Stated exercise: Copy all of the entries below word for word, but leave the pictures out.

Stored records:
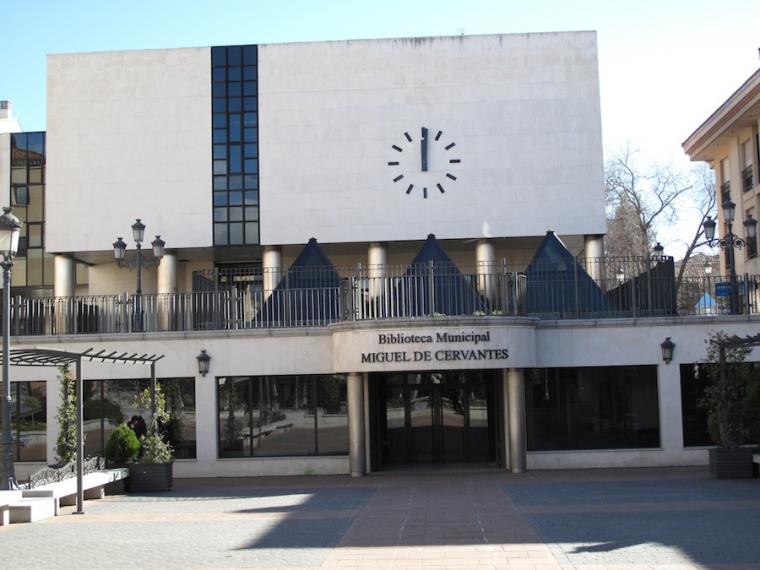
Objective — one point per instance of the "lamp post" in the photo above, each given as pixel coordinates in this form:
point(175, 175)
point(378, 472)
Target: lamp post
point(119, 251)
point(730, 242)
point(10, 228)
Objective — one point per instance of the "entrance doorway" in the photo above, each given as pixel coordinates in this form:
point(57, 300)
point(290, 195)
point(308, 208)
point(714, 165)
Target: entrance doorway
point(432, 418)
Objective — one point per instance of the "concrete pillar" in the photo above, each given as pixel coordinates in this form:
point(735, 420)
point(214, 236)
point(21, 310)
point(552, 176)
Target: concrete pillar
point(356, 453)
point(516, 400)
point(485, 264)
point(669, 394)
point(593, 251)
point(64, 286)
point(377, 272)
point(65, 276)
point(167, 273)
point(272, 267)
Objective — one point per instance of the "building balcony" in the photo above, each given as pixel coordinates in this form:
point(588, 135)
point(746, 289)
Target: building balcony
point(316, 297)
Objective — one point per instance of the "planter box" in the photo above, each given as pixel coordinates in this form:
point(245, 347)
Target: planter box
point(148, 478)
point(731, 463)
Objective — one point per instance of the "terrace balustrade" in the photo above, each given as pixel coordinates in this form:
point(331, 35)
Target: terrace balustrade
point(241, 299)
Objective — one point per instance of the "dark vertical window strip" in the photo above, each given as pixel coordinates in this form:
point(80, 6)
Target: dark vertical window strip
point(234, 77)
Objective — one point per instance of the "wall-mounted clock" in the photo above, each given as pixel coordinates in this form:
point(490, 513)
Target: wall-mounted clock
point(424, 164)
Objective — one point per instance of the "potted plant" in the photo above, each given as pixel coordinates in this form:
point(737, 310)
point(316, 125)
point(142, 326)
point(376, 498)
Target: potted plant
point(726, 401)
point(153, 470)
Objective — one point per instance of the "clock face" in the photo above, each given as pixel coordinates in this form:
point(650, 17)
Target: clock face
point(424, 164)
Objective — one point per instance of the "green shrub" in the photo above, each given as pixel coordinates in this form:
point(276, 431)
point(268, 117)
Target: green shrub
point(122, 446)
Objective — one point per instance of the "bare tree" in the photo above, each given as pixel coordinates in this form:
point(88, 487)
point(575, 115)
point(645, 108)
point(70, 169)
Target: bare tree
point(702, 197)
point(637, 201)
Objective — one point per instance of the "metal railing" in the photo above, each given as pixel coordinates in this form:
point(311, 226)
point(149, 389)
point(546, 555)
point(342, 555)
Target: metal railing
point(578, 289)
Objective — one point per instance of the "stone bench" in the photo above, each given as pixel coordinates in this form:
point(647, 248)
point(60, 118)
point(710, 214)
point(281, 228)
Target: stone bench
point(64, 493)
point(7, 498)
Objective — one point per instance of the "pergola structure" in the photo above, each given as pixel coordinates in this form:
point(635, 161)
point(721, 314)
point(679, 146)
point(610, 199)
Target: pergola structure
point(53, 357)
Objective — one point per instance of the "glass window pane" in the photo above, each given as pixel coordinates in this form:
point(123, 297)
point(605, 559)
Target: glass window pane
point(219, 74)
point(220, 214)
point(220, 182)
point(611, 407)
point(332, 420)
point(250, 119)
point(236, 182)
point(220, 234)
point(252, 232)
point(236, 234)
point(236, 214)
point(235, 159)
point(233, 105)
point(220, 120)
point(29, 420)
point(234, 55)
point(220, 151)
point(219, 105)
point(219, 90)
point(287, 416)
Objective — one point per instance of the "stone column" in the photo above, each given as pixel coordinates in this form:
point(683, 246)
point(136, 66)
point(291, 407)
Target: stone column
point(517, 439)
point(356, 453)
point(272, 267)
point(377, 272)
point(593, 251)
point(166, 288)
point(485, 264)
point(64, 288)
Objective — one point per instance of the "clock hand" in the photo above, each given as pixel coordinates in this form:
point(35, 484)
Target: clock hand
point(423, 149)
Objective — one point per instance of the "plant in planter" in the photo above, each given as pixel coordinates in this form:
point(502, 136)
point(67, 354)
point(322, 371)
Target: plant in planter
point(726, 401)
point(122, 447)
point(153, 470)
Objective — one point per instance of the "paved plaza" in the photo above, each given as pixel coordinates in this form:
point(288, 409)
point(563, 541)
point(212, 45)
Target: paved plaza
point(589, 519)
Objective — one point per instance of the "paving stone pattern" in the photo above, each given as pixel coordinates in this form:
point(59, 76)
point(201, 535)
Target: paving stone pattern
point(674, 519)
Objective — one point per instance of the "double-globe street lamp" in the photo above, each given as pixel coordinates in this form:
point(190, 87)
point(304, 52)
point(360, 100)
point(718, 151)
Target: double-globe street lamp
point(119, 251)
point(729, 242)
point(10, 228)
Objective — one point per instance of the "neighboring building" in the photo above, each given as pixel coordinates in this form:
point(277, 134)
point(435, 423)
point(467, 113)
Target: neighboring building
point(728, 141)
point(494, 341)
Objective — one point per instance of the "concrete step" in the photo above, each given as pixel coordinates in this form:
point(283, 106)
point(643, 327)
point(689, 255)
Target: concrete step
point(32, 509)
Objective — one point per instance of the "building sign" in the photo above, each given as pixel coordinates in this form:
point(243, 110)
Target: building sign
point(444, 347)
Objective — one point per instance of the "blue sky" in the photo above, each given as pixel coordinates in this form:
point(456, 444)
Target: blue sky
point(664, 65)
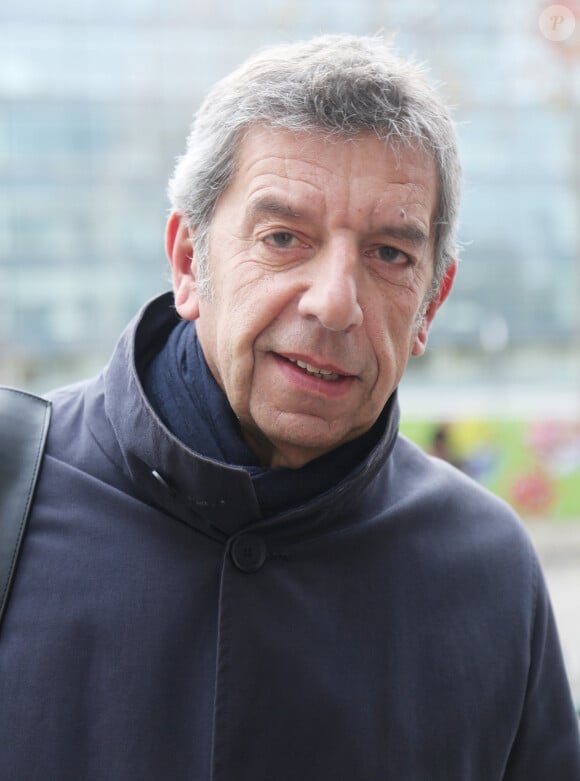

Solution to the problem:
Objective — one point per instance of the "lamp post" in the photo above, each given as pixel coordinates in this form:
point(175, 175)
point(378, 472)
Target: lamp post
point(119, 251)
point(730, 242)
point(10, 228)
Objective — one point per instance of the "entrance doorway" in the photo above, each given as pixel coordinates in this form:
point(57, 300)
point(290, 195)
point(308, 208)
point(714, 165)
Target: entrance doorway
point(432, 418)
Objective — one point per instance of the "concrete pillar" in the photo above, each given as pixel coordinates in this form:
point(735, 420)
point(214, 236)
point(21, 310)
point(552, 176)
Target: concrete pillar
point(356, 453)
point(516, 400)
point(485, 264)
point(669, 394)
point(593, 251)
point(64, 286)
point(377, 272)
point(65, 276)
point(167, 273)
point(272, 267)
Objective — one point per instance of the "building balcony" in the photo above, each given as pixel coordinates in this form:
point(588, 135)
point(746, 289)
Target: building balcony
point(316, 297)
Objective — one point per instance of the "planter box" in the photo above, each given as pixel coordinates in this form:
point(245, 347)
Target: planter box
point(148, 478)
point(731, 463)
Objective — one point per instance of the "terrace balustrade" in the photo above, each given as pixel coordinates in this form:
point(331, 35)
Target: terrace balustrade
point(241, 299)
Objective — one point per instance of the "dark vertical window strip" in the photo above, each given as pixel coordinates in this form:
point(80, 6)
Target: dark vertical window strip
point(234, 77)
Objective — one point per instance of the "wall-mounted clock" in the photo above, each given as pixel coordinates in this form:
point(490, 513)
Target: wall-mounted clock
point(424, 164)
Objective — one point per instance of the "potted plant" in the photo above, each given as pixel coordinates in this form:
point(737, 310)
point(316, 125)
point(142, 326)
point(376, 498)
Target: potted plant
point(726, 401)
point(153, 470)
Objective — one point per instance of the "clock face" in the photo above, each given as pixel coordinates in this form:
point(650, 17)
Target: clock face
point(424, 164)
Objective — one point per instance of the "green shrub" in the photo above, each given as pixel coordinates in this form:
point(276, 431)
point(268, 117)
Target: green shrub
point(122, 446)
Objective — one point per instance of the "bare tree" in the photo above, each given as pixel coordinates in this form:
point(88, 487)
point(575, 115)
point(645, 108)
point(70, 169)
Target: bare tree
point(702, 197)
point(637, 201)
Objective — one point per instance of the "metal railing" in the photo above, each given as pixel coordinates in this form:
point(311, 226)
point(149, 389)
point(546, 555)
point(342, 555)
Target: metal railing
point(578, 289)
Objective — one point per instance of the "stone bench" in the photo above, each given as pixel coordinates in this form:
point(647, 248)
point(60, 118)
point(710, 214)
point(281, 228)
Target: stone bench
point(64, 493)
point(7, 498)
Objective — one point per instance of the "pergola structure" in the photo above, each given as pixel coordinates in this form:
point(635, 161)
point(721, 314)
point(679, 146)
point(610, 199)
Target: pergola structure
point(53, 357)
Objective — one point per instance of the "glass window pane" in the photo above, each given as pixel coordinates in this form:
point(123, 297)
point(605, 559)
Target: glass window pane
point(219, 74)
point(220, 214)
point(220, 182)
point(611, 407)
point(332, 420)
point(250, 119)
point(236, 182)
point(220, 234)
point(252, 232)
point(236, 234)
point(236, 214)
point(235, 159)
point(233, 105)
point(220, 120)
point(29, 420)
point(234, 55)
point(220, 151)
point(219, 105)
point(219, 90)
point(287, 416)
Objective — one point per instance of the "stone column" in the photo above, each given as pixel coordinates in this form:
point(683, 246)
point(136, 66)
point(291, 407)
Target: stone column
point(517, 439)
point(356, 453)
point(272, 267)
point(377, 272)
point(593, 251)
point(166, 288)
point(485, 264)
point(64, 288)
Objective — one point per instance of the "clock hand" in the photo above, each given as pixel coordinates in this form:
point(35, 484)
Target: clock hand
point(423, 149)
Objective — one point per instance of the "plant in planter" in the photo above, each given as pixel coordinates in this form:
point(502, 136)
point(67, 354)
point(322, 371)
Target: plant in planter
point(726, 401)
point(122, 447)
point(153, 470)
Objective — one point per instance of the "paved plaza" in the photo above, each given as pixel coordinates in this form:
point(288, 409)
point(563, 541)
point(212, 45)
Target: paved plaza
point(589, 519)
Objective — one point per instance of the "paving stone pattern" in the photo above, each given as pixel coordinates in this form:
point(59, 76)
point(201, 535)
Target: paving stone pattern
point(674, 519)
Objective — one point per instance of the "double-globe street lamp" in the photo above, each given as pixel coordinates in this form:
point(190, 87)
point(304, 52)
point(360, 100)
point(718, 151)
Target: double-globe street lamp
point(119, 251)
point(729, 242)
point(10, 228)
Objective — one point per instance of the "neighboring building" in the photo above, each given as pixel coordinates in this form:
point(277, 134)
point(435, 423)
point(467, 113)
Target: neighboring building
point(728, 141)
point(494, 341)
Objective — one point per instance of the "concrete step" in the photo above, each given as pixel coordinates in this form:
point(283, 106)
point(643, 327)
point(689, 255)
Target: concrete step
point(32, 509)
Objective — one point per instance of the "building sign" in the photo above, each given as pixel coordinates in this form:
point(243, 110)
Target: building sign
point(444, 347)
Objective — one point per instance of the "blue sky" in the photo above, each given as pixel coordinates in this form:
point(456, 444)
Target: blue sky
point(664, 65)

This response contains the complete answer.